● **GOAL OF THE EXERCISE**
Gather every line below that contains the word "black" and copy each one out. Matches must have the same uppercase and lowercase letters.

[Location identification items]
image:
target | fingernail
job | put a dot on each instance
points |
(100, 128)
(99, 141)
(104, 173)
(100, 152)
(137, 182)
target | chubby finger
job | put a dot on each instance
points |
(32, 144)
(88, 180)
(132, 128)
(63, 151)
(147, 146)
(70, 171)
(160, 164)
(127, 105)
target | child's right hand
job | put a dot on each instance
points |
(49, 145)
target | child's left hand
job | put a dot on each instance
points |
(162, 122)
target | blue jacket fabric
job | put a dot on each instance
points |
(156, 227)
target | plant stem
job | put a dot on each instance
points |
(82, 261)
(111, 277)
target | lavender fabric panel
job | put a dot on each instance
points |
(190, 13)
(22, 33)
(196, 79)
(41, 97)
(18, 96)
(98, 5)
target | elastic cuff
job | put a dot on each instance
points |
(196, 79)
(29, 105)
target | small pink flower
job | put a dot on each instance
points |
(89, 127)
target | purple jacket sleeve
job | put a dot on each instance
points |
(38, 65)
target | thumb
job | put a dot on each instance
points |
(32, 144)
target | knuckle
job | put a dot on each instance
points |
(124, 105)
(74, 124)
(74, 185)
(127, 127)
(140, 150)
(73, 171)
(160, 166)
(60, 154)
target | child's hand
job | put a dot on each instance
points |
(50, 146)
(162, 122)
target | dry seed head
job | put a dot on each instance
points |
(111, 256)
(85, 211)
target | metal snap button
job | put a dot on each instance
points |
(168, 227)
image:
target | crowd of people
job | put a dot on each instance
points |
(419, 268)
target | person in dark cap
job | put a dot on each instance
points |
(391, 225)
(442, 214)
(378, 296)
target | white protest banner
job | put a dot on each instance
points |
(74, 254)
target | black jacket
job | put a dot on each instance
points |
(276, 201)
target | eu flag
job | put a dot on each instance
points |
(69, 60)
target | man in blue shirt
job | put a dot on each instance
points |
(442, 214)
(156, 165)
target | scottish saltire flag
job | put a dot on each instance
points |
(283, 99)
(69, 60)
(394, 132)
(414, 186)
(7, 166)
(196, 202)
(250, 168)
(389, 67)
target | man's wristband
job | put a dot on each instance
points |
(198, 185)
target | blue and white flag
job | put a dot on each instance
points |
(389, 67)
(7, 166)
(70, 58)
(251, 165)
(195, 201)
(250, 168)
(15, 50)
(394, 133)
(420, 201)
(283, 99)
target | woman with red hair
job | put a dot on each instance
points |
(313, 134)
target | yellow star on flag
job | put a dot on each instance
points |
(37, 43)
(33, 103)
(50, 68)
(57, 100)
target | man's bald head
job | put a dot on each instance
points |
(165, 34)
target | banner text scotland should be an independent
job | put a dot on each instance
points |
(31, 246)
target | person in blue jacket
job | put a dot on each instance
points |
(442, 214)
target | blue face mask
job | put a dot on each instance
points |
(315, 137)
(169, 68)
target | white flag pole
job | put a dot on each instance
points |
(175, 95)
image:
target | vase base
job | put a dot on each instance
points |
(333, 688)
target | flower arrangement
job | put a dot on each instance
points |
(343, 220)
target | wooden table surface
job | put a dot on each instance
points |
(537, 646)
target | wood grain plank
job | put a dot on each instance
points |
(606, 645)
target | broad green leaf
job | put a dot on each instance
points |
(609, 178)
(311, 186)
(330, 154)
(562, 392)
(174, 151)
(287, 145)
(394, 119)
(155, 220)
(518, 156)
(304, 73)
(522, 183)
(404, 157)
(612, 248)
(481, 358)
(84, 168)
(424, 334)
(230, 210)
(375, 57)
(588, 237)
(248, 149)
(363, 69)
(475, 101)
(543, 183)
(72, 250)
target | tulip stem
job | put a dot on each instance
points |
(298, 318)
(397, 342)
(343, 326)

--

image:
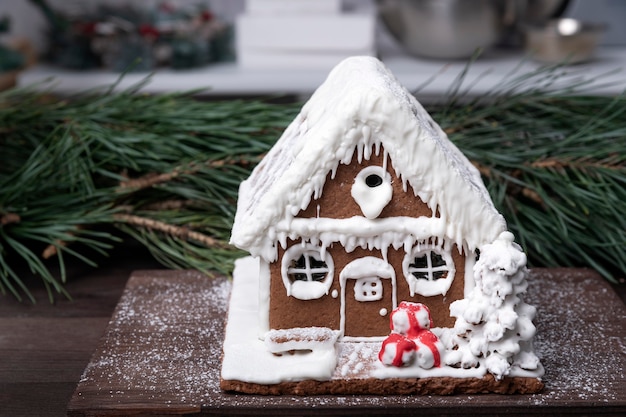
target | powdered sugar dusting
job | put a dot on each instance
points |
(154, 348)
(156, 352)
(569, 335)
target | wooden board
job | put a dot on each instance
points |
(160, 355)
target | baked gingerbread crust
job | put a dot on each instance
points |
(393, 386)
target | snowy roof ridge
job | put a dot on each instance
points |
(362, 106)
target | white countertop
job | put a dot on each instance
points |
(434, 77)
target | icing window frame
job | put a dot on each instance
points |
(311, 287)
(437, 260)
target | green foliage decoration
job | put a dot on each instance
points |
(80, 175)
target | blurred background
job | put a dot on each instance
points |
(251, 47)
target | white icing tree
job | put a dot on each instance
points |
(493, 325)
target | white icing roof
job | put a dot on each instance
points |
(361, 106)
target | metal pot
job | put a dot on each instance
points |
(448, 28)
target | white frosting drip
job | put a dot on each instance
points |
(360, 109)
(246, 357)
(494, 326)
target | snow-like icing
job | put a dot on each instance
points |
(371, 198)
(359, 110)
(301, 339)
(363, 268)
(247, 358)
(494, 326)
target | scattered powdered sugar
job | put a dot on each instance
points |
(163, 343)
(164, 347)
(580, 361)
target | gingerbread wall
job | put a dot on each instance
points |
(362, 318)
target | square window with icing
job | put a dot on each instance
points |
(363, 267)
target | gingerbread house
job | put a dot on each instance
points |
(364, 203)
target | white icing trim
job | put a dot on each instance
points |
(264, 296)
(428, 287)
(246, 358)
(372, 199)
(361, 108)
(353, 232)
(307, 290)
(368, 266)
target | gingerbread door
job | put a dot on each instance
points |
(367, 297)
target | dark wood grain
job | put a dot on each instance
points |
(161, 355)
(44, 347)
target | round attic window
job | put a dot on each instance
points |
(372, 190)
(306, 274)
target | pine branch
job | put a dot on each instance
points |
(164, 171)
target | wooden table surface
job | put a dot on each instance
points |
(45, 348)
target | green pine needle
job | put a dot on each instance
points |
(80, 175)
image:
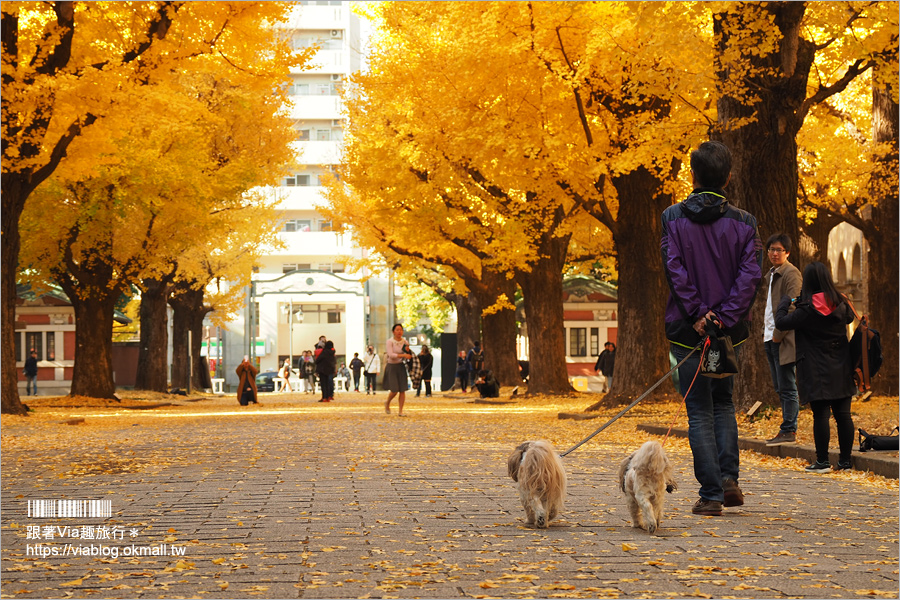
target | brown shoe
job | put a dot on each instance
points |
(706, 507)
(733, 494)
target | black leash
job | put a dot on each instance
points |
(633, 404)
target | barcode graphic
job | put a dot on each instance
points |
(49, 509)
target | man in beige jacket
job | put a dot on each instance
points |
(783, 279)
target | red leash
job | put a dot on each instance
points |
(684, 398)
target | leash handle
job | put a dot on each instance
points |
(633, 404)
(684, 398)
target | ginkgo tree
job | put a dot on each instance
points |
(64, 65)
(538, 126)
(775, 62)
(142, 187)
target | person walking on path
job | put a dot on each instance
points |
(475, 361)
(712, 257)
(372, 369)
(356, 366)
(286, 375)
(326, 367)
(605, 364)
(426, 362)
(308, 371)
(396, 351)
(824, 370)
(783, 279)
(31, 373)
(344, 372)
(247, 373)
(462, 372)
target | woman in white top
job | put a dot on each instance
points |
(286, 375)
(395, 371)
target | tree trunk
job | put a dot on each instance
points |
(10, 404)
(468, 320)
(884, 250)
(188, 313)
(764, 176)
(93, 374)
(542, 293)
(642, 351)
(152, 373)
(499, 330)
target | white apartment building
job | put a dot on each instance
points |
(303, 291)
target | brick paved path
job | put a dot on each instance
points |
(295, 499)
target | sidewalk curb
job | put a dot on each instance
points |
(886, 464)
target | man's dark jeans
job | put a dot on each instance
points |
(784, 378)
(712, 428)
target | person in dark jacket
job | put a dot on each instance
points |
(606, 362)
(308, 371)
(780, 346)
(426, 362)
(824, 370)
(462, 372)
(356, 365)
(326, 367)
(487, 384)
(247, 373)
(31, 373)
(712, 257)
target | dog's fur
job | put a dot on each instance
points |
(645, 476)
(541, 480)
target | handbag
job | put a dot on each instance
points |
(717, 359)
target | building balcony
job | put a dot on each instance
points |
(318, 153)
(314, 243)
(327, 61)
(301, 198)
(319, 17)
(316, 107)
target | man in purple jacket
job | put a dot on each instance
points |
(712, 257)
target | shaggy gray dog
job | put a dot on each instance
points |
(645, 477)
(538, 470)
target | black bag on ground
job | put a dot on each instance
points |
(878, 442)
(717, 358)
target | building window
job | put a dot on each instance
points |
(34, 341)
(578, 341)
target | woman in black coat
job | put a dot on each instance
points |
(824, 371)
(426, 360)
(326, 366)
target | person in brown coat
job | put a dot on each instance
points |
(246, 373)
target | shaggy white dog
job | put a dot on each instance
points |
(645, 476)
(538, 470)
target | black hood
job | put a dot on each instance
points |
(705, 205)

● **FINISHED EXERCISE**
target | black jacket
target | black leash
target | black bag on ground
target | woman in black coat
target | black hood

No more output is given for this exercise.